Start of Records for the exercise

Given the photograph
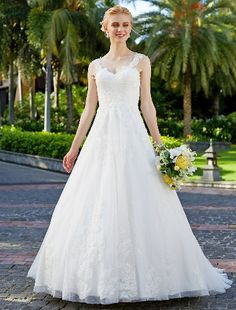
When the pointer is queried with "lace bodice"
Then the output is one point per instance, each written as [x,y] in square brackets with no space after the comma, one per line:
[113,88]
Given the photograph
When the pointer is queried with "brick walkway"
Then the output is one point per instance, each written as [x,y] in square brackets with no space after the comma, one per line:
[27,199]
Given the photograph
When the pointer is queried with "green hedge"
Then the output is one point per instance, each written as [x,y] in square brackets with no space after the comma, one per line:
[54,145]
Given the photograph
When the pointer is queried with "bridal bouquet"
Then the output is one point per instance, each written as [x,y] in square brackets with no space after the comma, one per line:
[176,164]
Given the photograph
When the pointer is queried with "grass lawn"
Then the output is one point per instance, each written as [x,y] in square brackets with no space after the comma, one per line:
[226,162]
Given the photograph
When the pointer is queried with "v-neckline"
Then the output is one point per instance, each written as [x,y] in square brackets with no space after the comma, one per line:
[114,73]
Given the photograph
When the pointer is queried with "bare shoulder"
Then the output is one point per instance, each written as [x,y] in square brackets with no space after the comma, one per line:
[92,68]
[144,62]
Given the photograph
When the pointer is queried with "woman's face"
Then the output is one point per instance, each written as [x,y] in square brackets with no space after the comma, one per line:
[119,27]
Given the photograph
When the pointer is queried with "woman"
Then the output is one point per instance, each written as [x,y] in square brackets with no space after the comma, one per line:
[118,233]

End of Records for the exercise

§ **Requirement**
Reproduce the lines above exactly, image-free.

§ **Answer below**
Given the photograph
When the pointer is queried with "lace bodice"
Then the output is one point per instance, each written as [x,y] in square brackets with no space after the comma, one per line:
[113,88]
Given the photograph
When the pointer is queried with "brick walkway"
Then the output is one point per instance, each written as [x,y] in square brackets with no space after the comma, one per line:
[27,199]
Given the photograph
When the pointer is queried with "green hedge"
Then the output is one point per instance, each written as [x,y] in square brackets with no space after the comma, one per line:
[54,145]
Given the photograph
When the pointer is queried with "bridal bouquet"
Then the output is one point per instance, each written as [x,y] in square brackets with no space after the comma, one per line:
[176,164]
Given the photograph
When the pointer is queried with "grass lawn"
Then the output is one point per instance, each written as [x,y] in square brackets with no space after the comma, one per line:
[226,162]
Given the photograph
When the pointer is queried with "v-neckline"
Then the output is one point per instance, each written as [x,y] in square brackets with no space after the comma, one per line:
[114,73]
Given the photograph
When the pointer is queried with "bare shoulder"
Then the output is one point per instance, each written as [x,y] in square brackets with no space after the comma, one per line:
[92,68]
[144,62]
Given the photograph
When the pointer is queried with "woman's face"
Then the output is one point per instance, each written as [x,y] in square brackets with no space after the comma, one per line:
[119,27]
Given the photograph
When the pointer is queried with "woman"
Then the output is one point per instance, each written as [x,y] in square brackets with no space after the comma, one per line:
[118,233]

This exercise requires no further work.